[START OF EXTRACTED TEXT]
Monday, January 05, 2015

Battle of the 2014 Books, Bracket One, First Round :: The Last Weekend by Nick Mamatas vs. Motherless Child by Glen Hirshberg


Today's first-round contest in Bracket One of the Battle of the 2014 Books features The Last Weekend by Nick Mamatas going against Motherless Child by Glen Hirshberg. The winner will be the book I (Aaron) most want to continue reading after 25 pages.

The Last Weekend: PS Publishing hardcover, February 2014, 214 pages, cover art by Pedro Marques. The Last Weekend takes place after the zombie apocalypse strikes America——and, inexplicably, only America. Our narrator, Billy or Vasilakis (depending on whether you're Greek) lives in San Francisco, which handled the rise of the dead fairly well, since hardly anybody is actually buried there. Billy thinks of himself as an aspiring writer, although he didn't really write anything even when a publishing industry still existed, but scrapes out a living as a "driller," someone you call to come drill a hole in a recently deceased person's head before they can get up and chase you around.

Nick Mamatas has been nominated for the Stoker Award for his writing, and has won the Stoker and received Hugo and World Fantasy Award nominations for his editing. He has written seven novels and two collections of short fiction to date, with emphasis on horror and dark fantasy, as well as a whole lot of acerbic commentary on the Web.

Motherless Child: Tor hardcover, May 2014, 269 pages. The progratonist of Motherless Child is Natalie, a single mother in her twenties in North Carolina. She allows herself a rare night out with her friend and fellow single mother Sophie. They go to a tavern where a musical icon known as "the Whistler" makes a surprise appearance. They wake in a car with hazy memories and tattered and bloodied clothes but no obvious injuries. Natalie at first feels exhilirated, but soon realizes something is wrong. Experienced readers (and anyone who read the back of the book) knows what: she has allowed a vampire into her life.
[END OF EXTRACTED TEXT]
[START OF MATERIAL PROVIDED]
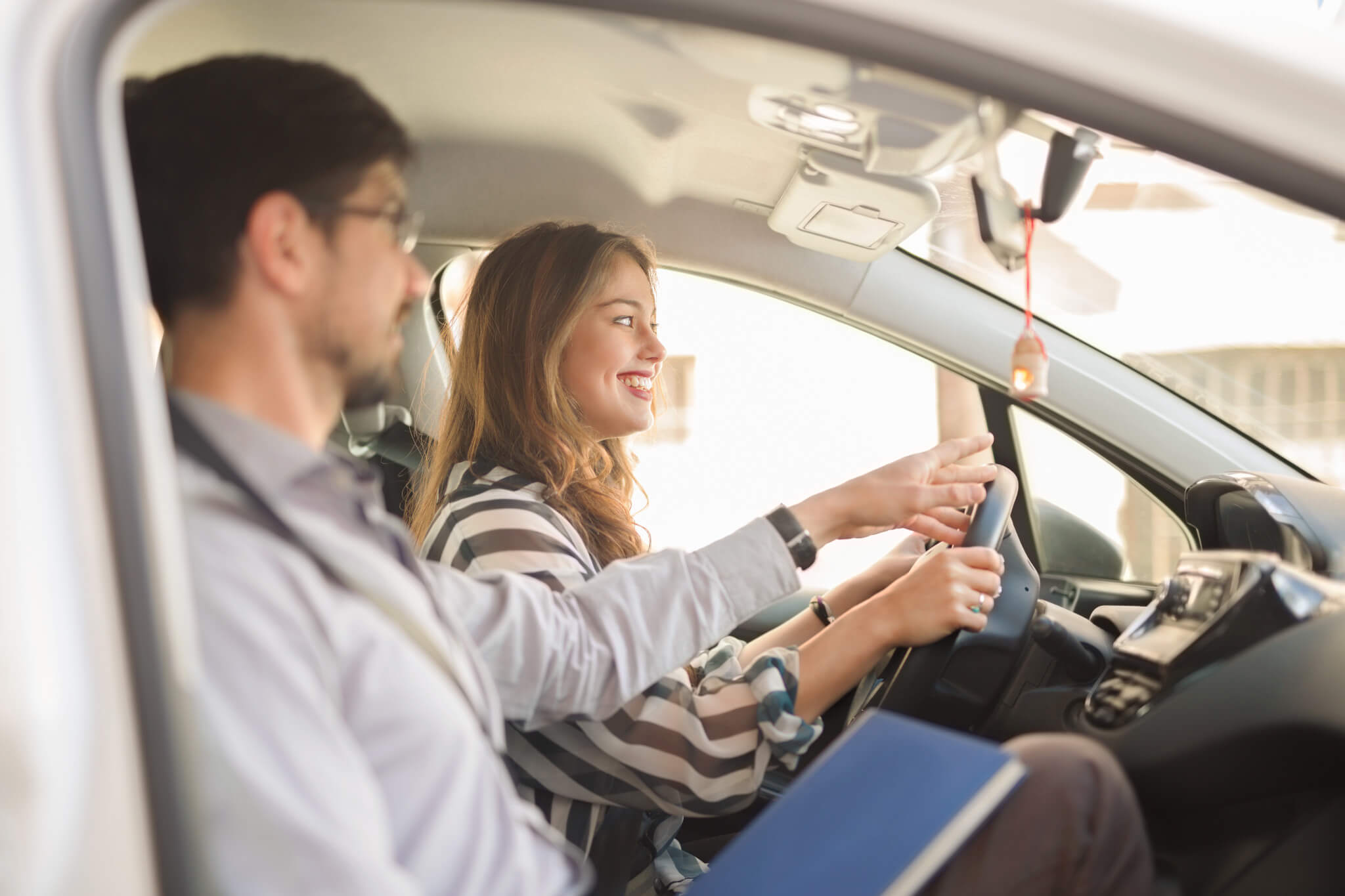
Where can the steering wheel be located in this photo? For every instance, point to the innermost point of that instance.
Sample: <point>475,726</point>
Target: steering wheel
<point>957,681</point>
[END OF MATERIAL PROVIDED]
• PROBLEMS TO WORK ON:
**a)** From the book-battle post, list every character named in the two book descriptions.
**b)** According to the book-battle post, who did the cover art for The Last Weekend?

• FULL ANSWERS:
**a)** Billy (also called Vasilakis), Natalie, Sophie, the Whistler

**b)** Pedro Marques